Records from an annotation dataset:
[Begin]

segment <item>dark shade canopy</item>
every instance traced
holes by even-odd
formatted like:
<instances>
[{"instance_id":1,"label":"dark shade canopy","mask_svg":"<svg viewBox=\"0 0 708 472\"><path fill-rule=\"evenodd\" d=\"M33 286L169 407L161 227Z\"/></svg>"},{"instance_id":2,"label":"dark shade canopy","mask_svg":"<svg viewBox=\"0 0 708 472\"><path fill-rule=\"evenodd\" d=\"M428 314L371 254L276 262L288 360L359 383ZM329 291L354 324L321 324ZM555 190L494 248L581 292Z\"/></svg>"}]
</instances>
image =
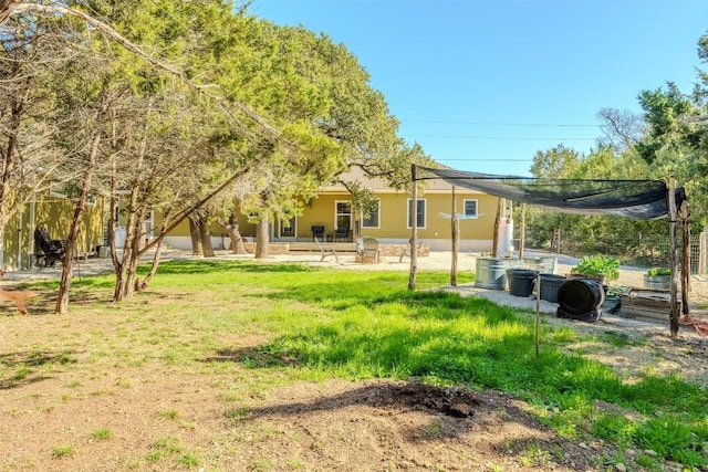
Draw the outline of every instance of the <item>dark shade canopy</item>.
<instances>
[{"instance_id":1,"label":"dark shade canopy","mask_svg":"<svg viewBox=\"0 0 708 472\"><path fill-rule=\"evenodd\" d=\"M419 166L416 176L416 180L442 179L456 187L565 213L614 214L634 220L668 216L668 188L662 180L540 179ZM677 189L676 206L680 207L685 198L684 190Z\"/></svg>"}]
</instances>

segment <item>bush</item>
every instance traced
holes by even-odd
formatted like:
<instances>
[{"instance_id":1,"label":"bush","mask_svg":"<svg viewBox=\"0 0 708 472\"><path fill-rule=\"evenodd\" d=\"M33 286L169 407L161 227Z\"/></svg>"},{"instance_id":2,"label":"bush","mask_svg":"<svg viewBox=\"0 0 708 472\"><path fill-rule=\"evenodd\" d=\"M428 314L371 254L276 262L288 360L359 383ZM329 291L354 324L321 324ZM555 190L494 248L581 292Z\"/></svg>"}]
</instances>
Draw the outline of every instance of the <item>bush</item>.
<instances>
[{"instance_id":1,"label":"bush","mask_svg":"<svg viewBox=\"0 0 708 472\"><path fill-rule=\"evenodd\" d=\"M620 279L620 260L602 254L584 255L571 273L586 276L604 276L608 281Z\"/></svg>"},{"instance_id":2,"label":"bush","mask_svg":"<svg viewBox=\"0 0 708 472\"><path fill-rule=\"evenodd\" d=\"M663 268L652 268L648 271L646 271L646 274L650 277L654 277L657 275L671 275L671 270L663 269Z\"/></svg>"}]
</instances>

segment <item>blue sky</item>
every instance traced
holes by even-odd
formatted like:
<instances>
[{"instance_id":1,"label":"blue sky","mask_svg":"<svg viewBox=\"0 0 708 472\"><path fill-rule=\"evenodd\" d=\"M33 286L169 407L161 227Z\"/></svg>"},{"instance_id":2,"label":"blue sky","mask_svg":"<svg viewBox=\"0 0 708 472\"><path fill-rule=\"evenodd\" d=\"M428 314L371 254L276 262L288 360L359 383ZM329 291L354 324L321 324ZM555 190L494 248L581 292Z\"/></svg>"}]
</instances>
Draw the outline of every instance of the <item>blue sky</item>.
<instances>
[{"instance_id":1,"label":"blue sky","mask_svg":"<svg viewBox=\"0 0 708 472\"><path fill-rule=\"evenodd\" d=\"M601 108L689 93L706 0L256 0L250 12L344 43L399 135L461 170L530 175L538 150L587 154Z\"/></svg>"}]
</instances>

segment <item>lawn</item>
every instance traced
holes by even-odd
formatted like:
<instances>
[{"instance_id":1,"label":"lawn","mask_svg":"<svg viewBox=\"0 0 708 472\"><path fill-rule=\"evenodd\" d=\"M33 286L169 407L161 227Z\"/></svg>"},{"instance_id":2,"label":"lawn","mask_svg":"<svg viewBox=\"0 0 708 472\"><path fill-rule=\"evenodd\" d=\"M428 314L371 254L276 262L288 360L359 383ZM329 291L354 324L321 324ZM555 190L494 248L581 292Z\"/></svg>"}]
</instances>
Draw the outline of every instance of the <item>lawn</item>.
<instances>
[{"instance_id":1,"label":"lawn","mask_svg":"<svg viewBox=\"0 0 708 472\"><path fill-rule=\"evenodd\" d=\"M419 273L416 292L407 276L167 262L149 292L125 303L107 302L111 276L76 281L66 316L51 313L56 283L32 285L43 294L33 315L0 317L1 415L11 426L0 470L374 470L382 458L376 470L465 469L480 458L489 470L572 469L558 444L579 443L597 470L708 465L704 387L652 369L622 378L574 349L586 339L571 327L542 323L537 356L528 313L434 290L447 273ZM621 352L631 342L601 334L592 343ZM479 398L494 391L510 401L497 410L509 416L511 403L522 405L534 430L560 439L548 450L544 440L507 440L498 457L475 455L464 451L466 434L482 423L424 418L410 403L395 411L423 422L414 433L396 433L402 426L384 427L381 416L342 426L366 415L342 416L350 408L385 409L367 390L378 381ZM369 397L353 401L353 391ZM323 398L337 407L321 407ZM279 401L292 409L287 416ZM455 441L466 448L452 457ZM414 459L392 452L412 442Z\"/></svg>"}]
</instances>

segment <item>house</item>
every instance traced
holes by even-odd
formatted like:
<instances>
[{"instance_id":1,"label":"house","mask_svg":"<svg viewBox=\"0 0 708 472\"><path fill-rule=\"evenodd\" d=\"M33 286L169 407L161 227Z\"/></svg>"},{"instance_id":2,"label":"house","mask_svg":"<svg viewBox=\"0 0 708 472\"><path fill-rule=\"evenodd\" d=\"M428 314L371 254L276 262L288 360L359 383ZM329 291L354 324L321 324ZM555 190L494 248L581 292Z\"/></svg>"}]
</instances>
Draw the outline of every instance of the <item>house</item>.
<instances>
[{"instance_id":1,"label":"house","mask_svg":"<svg viewBox=\"0 0 708 472\"><path fill-rule=\"evenodd\" d=\"M4 235L0 237L0 268L17 271L32 268L34 254L34 230L44 227L52 239L65 240L74 216L75 202L66 197L48 192L37 201L24 204L8 222ZM104 241L104 211L101 199L92 200L84 209L81 231L76 241L77 255L93 254Z\"/></svg>"},{"instance_id":2,"label":"house","mask_svg":"<svg viewBox=\"0 0 708 472\"><path fill-rule=\"evenodd\" d=\"M376 238L382 243L408 243L412 233L412 198L407 191L396 190L382 179L366 178L361 171L350 171L343 179L356 178L369 188L378 200L378 208L368 218L352 214L352 195L341 183L321 188L317 196L304 204L302 216L291 221L278 221L271 225L273 242L304 242L313 240L313 227L322 227L322 239L332 242L353 242L354 224L357 237ZM434 251L451 249L452 188L442 180L428 180L418 195L418 238ZM490 251L492 249L494 219L499 198L476 190L456 189L459 219L458 249L460 251ZM256 224L246 216L237 216L239 229L252 241ZM212 228L216 249L227 248L229 239L218 225ZM342 229L342 232L337 232ZM189 249L189 225L184 221L170 232L165 242L174 248Z\"/></svg>"}]
</instances>

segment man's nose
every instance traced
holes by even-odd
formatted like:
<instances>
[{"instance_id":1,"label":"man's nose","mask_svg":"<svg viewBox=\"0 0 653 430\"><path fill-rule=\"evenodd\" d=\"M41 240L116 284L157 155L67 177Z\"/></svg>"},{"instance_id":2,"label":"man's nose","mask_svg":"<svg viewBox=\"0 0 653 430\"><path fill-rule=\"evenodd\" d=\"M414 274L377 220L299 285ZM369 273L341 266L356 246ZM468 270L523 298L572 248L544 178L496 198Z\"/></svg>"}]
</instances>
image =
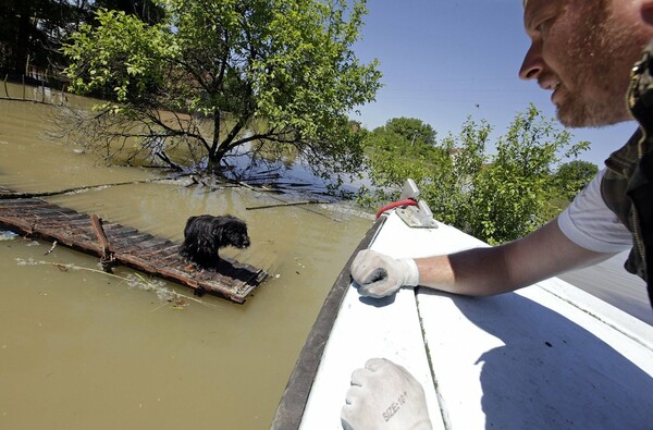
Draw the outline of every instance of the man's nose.
<instances>
[{"instance_id":1,"label":"man's nose","mask_svg":"<svg viewBox=\"0 0 653 430\"><path fill-rule=\"evenodd\" d=\"M528 52L526 52L521 69L519 69L519 77L525 81L537 79L543 70L544 60L542 59L540 47L532 44Z\"/></svg>"}]
</instances>

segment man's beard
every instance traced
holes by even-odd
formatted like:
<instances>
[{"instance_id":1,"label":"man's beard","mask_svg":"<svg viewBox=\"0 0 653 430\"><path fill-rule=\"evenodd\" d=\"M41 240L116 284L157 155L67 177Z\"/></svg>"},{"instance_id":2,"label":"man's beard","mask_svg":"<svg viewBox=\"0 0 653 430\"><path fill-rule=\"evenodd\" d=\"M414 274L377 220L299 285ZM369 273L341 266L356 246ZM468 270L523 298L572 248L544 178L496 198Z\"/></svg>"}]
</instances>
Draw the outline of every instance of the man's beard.
<instances>
[{"instance_id":1,"label":"man's beard","mask_svg":"<svg viewBox=\"0 0 653 430\"><path fill-rule=\"evenodd\" d=\"M567 70L576 72L567 84L575 90L557 106L557 118L569 127L629 120L626 93L630 65L639 56L639 48L633 48L637 39L632 28L614 20L607 2L599 3L586 8L586 20L568 45Z\"/></svg>"}]
</instances>

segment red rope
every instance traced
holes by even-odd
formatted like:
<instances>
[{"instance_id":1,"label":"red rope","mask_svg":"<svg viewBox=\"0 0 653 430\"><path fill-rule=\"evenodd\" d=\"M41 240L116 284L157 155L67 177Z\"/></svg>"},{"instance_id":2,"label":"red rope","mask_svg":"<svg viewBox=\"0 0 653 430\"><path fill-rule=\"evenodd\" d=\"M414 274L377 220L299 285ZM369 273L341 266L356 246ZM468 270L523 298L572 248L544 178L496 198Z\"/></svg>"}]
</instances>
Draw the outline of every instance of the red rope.
<instances>
[{"instance_id":1,"label":"red rope","mask_svg":"<svg viewBox=\"0 0 653 430\"><path fill-rule=\"evenodd\" d=\"M383 212L386 212L394 208L398 208L401 206L417 206L417 201L411 198L407 198L405 200L399 200L399 201L395 201L395 202L385 205L384 207L379 209L379 211L377 212L377 218L381 217L383 214Z\"/></svg>"}]
</instances>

[End]

▸ Directions
Return each line of the rows above that contains the string "item".

▸ Exercise output
segment <item>dark shade canopy</item>
Draw the outline of every instance of the <item>dark shade canopy</item>.
segment <item>bush</item>
Draw the outline of every instance of the <item>bush</item>.
segment <item>blue sky</item>
Draw the outline of every instance of the <item>blue sky</item>.
segment <item>lawn</item>
Draw the outline of every instance of the <item>lawn</item>.
segment <item>house</item>
Draw the outline of every instance of the <item>house</item>.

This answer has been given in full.